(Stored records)
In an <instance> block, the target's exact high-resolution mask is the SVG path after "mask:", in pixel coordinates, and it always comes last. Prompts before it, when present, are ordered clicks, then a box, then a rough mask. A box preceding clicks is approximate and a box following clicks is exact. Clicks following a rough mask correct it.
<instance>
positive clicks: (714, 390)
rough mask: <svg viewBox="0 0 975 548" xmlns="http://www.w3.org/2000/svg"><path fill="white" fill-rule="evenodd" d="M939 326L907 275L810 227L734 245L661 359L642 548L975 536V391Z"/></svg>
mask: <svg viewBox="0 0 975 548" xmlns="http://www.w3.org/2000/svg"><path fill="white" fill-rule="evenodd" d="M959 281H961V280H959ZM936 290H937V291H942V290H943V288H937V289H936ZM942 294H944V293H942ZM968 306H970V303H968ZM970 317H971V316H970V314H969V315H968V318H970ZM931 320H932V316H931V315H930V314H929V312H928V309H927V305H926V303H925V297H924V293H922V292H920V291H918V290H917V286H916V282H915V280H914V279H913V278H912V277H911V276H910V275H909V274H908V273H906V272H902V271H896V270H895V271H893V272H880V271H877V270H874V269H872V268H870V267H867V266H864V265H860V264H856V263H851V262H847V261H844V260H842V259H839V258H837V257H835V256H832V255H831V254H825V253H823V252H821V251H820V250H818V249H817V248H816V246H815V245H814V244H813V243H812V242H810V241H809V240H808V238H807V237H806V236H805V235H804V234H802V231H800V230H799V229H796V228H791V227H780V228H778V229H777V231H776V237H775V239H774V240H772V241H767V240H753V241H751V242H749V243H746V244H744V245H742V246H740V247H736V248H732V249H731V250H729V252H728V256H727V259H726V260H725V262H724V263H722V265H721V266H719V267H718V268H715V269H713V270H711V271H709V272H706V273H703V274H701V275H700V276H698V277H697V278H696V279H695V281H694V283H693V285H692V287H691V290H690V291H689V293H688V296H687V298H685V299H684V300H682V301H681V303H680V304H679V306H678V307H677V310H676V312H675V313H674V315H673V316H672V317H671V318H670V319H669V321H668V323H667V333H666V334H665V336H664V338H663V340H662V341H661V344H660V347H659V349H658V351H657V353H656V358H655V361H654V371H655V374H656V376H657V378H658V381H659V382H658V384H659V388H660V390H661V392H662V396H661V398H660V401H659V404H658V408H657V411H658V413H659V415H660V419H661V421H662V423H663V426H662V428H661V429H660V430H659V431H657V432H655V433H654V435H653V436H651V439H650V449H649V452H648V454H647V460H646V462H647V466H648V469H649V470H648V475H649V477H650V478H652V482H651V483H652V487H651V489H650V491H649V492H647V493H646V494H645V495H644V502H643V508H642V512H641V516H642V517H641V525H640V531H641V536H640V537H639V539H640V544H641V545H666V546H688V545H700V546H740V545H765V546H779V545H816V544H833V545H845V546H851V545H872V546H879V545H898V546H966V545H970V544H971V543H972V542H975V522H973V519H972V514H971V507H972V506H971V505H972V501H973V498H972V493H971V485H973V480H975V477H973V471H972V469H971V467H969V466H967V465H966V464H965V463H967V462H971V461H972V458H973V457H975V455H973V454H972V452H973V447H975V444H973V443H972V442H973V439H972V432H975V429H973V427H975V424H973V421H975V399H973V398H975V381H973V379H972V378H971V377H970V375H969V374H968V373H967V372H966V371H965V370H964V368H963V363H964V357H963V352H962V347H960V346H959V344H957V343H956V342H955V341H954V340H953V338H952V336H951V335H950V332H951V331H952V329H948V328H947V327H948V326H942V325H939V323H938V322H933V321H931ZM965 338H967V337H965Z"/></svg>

--- WHAT THIS TASK INVOLVES ---
Find each line of the listing above that contains the string "clicks", treating uppercase and lowercase as different, and copy those lines.

--- ANSWER TO THE PROBLEM ---
In an <instance> block, the target's exact high-resolution mask is the SVG path after "mask:", in pixel coordinates, and it always comes last. Prompts before it, when present, are ordered clicks, then a box, then a rough mask. A box preceding clicks is approximate and a box following clicks is exact. Clicks following a rough mask correct it.
positive clicks: (714, 390)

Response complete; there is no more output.